WHAT THE TASK REQUIRES –
Copy the items again word for word. Start at their very first line and stop after the line that has "point(299, 298)".

DATASET RECORDS –
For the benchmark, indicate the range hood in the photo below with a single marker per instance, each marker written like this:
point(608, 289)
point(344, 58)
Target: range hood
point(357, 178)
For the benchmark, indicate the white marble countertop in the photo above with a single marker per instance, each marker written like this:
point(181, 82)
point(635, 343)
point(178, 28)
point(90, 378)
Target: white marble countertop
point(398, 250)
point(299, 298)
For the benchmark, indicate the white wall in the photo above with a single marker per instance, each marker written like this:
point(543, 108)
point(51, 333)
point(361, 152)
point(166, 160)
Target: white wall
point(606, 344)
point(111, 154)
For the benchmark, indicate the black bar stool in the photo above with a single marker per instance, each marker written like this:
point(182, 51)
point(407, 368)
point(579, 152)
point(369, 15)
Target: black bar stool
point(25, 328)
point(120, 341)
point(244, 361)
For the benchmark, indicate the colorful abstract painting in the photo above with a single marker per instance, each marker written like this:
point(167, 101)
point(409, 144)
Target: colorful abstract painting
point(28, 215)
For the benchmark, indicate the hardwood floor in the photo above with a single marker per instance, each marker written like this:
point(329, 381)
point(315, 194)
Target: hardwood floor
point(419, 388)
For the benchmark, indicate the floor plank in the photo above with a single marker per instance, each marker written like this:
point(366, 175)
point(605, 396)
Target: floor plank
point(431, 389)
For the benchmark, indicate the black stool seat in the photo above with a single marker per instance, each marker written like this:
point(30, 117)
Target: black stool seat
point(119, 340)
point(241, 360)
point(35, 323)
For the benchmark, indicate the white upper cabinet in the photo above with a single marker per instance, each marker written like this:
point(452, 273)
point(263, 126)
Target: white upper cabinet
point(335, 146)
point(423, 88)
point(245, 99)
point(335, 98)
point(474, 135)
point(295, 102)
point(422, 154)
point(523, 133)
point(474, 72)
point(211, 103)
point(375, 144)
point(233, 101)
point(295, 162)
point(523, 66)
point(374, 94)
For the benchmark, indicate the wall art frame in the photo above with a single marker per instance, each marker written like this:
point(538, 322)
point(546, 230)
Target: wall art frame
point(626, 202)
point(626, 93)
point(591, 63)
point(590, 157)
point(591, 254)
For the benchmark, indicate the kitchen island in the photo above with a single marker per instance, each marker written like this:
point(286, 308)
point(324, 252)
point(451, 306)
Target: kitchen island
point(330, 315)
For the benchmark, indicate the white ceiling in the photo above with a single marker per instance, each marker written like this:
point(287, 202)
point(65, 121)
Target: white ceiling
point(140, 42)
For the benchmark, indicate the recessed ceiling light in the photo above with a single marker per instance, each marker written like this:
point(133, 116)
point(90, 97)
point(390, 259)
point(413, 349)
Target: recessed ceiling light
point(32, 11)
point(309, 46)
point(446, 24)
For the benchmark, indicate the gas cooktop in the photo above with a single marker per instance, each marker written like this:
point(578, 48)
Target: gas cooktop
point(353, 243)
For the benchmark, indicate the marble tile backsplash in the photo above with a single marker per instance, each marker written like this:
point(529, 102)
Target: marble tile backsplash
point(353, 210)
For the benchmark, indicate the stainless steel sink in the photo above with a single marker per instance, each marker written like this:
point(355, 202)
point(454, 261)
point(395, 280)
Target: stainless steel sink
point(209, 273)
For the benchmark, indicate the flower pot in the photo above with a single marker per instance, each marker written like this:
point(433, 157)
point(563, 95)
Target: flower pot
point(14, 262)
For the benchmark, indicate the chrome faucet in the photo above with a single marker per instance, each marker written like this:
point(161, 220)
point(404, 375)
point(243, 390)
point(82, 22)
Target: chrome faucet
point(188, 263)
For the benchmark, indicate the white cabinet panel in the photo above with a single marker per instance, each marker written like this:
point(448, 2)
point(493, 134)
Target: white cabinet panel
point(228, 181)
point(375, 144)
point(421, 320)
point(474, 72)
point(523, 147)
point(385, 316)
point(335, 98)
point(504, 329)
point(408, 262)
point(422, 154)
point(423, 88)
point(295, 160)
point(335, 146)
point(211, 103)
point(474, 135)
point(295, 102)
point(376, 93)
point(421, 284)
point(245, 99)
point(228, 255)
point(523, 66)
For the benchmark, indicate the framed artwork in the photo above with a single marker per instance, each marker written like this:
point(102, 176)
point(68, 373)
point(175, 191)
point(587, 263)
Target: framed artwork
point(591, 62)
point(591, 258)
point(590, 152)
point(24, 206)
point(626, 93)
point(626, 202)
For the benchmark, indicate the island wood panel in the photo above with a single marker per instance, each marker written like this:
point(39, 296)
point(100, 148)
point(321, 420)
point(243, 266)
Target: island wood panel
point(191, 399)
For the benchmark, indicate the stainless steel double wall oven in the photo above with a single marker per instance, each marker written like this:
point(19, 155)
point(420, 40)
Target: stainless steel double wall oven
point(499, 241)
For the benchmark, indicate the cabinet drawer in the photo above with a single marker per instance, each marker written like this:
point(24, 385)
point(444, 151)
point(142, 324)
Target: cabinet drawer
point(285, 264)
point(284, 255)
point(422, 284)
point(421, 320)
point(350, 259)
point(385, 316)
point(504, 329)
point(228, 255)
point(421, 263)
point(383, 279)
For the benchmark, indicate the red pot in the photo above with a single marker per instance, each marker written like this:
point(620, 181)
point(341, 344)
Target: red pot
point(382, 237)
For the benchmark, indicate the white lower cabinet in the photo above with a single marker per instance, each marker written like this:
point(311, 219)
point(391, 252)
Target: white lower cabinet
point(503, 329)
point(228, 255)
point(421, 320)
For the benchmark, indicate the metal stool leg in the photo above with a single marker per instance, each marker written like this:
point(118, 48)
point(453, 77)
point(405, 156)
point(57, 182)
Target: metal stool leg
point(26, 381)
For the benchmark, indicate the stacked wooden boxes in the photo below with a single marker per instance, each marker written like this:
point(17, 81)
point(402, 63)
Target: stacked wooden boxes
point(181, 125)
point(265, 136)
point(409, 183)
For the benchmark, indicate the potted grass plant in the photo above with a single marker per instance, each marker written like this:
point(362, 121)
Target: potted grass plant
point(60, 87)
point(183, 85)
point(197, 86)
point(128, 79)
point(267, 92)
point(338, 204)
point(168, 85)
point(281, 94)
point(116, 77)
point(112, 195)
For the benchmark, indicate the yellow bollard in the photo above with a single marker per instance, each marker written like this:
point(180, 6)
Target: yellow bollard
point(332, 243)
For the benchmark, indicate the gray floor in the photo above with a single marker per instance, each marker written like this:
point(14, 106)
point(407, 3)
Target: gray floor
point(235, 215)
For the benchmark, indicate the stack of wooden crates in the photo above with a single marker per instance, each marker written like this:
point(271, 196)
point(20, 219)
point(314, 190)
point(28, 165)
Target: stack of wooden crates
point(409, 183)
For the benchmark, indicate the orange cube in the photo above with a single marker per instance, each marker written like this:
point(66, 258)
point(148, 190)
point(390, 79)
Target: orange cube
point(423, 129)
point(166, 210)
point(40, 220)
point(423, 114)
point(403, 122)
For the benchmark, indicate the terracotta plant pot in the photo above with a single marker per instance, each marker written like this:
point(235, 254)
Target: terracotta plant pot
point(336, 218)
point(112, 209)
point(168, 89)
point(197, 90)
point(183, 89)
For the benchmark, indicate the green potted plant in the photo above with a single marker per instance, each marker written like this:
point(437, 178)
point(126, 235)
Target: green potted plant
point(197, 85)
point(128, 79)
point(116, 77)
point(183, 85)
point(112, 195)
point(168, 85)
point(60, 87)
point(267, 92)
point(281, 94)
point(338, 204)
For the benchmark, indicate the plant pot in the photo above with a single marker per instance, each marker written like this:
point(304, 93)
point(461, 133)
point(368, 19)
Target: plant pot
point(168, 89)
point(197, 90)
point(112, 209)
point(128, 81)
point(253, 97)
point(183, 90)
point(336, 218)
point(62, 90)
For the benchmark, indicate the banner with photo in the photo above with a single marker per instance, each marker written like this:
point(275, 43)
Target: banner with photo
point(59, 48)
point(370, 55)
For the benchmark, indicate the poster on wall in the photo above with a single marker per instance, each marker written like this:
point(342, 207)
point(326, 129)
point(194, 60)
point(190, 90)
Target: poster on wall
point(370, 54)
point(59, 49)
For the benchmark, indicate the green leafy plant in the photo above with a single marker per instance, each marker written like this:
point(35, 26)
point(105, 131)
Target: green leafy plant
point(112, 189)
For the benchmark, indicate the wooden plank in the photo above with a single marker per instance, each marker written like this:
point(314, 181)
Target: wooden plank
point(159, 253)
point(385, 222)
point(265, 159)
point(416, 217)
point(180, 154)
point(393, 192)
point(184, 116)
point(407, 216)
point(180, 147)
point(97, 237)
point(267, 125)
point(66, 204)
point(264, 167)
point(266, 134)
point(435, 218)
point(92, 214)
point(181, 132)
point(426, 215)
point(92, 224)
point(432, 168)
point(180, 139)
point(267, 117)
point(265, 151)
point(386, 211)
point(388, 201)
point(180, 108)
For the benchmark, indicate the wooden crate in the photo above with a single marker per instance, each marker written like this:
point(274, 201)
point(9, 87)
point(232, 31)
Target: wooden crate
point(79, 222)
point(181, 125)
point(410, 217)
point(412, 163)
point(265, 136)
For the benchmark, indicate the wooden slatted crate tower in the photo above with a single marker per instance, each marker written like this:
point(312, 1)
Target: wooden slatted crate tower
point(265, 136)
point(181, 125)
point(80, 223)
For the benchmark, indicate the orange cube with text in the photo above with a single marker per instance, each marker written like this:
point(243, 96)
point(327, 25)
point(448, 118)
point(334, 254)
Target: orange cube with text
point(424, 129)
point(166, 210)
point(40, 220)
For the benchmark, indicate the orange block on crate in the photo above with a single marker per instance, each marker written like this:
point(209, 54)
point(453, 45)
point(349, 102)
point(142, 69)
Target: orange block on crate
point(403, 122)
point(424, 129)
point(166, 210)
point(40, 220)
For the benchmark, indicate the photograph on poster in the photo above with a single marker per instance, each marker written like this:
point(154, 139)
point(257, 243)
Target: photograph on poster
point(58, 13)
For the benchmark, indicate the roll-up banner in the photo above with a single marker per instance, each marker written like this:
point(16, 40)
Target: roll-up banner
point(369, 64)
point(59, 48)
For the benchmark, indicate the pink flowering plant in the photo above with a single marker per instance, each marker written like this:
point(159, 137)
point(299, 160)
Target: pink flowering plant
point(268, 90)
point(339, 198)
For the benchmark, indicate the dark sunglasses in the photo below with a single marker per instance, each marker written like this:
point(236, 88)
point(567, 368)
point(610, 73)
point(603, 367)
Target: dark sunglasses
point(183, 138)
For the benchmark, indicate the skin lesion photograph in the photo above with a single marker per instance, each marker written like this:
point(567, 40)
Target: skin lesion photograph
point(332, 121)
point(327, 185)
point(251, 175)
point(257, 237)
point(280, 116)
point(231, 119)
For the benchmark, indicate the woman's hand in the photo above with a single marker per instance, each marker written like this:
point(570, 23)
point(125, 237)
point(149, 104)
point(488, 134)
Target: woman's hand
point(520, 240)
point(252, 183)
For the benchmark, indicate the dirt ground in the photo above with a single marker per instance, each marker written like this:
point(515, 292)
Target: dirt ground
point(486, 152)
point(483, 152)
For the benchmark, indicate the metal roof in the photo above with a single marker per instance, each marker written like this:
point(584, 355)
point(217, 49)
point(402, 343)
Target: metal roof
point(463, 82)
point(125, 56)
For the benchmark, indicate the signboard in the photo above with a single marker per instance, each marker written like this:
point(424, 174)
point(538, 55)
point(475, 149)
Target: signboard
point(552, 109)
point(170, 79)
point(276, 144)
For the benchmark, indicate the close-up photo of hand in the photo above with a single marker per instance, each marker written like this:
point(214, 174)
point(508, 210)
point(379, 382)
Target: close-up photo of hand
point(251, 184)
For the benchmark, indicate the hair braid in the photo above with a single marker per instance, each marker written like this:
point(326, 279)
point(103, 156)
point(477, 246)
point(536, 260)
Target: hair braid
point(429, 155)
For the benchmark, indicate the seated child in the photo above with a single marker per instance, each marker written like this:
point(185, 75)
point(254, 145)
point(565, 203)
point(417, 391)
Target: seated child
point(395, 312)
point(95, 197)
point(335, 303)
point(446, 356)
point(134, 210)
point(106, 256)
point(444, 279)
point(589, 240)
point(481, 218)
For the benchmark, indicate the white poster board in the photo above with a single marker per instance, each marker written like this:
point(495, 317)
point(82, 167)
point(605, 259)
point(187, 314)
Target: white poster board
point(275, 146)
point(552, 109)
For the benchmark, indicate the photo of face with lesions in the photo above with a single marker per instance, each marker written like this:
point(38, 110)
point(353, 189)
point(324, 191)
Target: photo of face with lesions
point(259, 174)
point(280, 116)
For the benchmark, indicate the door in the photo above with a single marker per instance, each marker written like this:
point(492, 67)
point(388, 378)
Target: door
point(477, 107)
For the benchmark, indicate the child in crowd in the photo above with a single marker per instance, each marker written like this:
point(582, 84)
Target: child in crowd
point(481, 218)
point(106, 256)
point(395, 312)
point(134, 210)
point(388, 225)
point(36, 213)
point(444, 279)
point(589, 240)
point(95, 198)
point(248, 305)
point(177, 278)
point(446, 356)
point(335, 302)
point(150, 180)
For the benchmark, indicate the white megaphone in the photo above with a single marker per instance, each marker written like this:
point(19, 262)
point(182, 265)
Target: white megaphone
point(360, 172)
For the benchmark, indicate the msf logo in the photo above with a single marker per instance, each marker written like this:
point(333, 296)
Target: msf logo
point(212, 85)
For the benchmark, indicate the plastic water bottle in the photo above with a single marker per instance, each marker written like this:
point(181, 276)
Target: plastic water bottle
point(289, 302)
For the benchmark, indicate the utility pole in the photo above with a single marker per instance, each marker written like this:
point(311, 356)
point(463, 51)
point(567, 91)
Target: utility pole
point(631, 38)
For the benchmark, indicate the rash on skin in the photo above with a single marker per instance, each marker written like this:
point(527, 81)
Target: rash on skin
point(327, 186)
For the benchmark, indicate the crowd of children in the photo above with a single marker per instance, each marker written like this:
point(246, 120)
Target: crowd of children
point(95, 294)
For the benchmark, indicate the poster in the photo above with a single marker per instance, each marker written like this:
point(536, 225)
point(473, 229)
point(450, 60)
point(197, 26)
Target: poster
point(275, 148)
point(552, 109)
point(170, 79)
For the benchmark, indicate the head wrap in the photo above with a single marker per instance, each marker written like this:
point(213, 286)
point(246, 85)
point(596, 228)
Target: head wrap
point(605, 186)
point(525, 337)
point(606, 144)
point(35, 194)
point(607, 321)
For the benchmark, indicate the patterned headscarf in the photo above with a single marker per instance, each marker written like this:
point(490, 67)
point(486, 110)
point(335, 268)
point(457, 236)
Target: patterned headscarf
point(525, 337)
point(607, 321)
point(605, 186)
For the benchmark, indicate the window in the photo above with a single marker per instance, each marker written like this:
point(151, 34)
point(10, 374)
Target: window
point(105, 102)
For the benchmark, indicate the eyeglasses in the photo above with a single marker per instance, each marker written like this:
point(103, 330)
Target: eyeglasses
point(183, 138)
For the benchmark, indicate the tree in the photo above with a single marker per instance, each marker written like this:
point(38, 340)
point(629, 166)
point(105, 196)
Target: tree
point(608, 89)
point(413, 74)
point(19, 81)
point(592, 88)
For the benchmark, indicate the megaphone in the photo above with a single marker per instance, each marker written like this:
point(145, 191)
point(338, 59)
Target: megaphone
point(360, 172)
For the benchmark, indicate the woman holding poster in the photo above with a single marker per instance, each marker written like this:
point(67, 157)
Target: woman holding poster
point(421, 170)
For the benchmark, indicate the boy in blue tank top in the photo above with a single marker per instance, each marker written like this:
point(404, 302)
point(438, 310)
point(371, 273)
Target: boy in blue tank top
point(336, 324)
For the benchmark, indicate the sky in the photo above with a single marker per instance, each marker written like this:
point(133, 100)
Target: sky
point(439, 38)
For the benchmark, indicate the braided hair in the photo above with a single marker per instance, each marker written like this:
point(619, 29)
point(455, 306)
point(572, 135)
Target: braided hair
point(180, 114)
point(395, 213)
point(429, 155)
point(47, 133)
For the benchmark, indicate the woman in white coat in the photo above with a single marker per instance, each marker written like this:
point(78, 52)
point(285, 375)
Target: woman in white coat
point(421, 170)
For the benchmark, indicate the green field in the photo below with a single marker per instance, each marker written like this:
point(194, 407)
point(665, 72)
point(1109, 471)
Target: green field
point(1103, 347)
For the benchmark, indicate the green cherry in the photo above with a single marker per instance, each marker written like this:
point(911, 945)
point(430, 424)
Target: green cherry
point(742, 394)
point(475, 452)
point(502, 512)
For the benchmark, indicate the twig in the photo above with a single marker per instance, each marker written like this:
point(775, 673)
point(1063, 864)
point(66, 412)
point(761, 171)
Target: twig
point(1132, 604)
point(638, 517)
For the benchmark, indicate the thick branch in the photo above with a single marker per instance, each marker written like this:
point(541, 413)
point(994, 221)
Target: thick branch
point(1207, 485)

OUTPUT FOR THIS EXERCISE –
For the benchmark, indicate the range hood in the photo below with a single marker per instance, each marker written like this:
point(608, 289)
point(344, 58)
Target: range hood
point(357, 178)
For the benchmark, indicate the white marble countertop in the photo above with a single marker per instance, each marker written like this:
point(181, 82)
point(635, 343)
point(178, 28)
point(90, 378)
Target: white marble countertop
point(398, 250)
point(299, 298)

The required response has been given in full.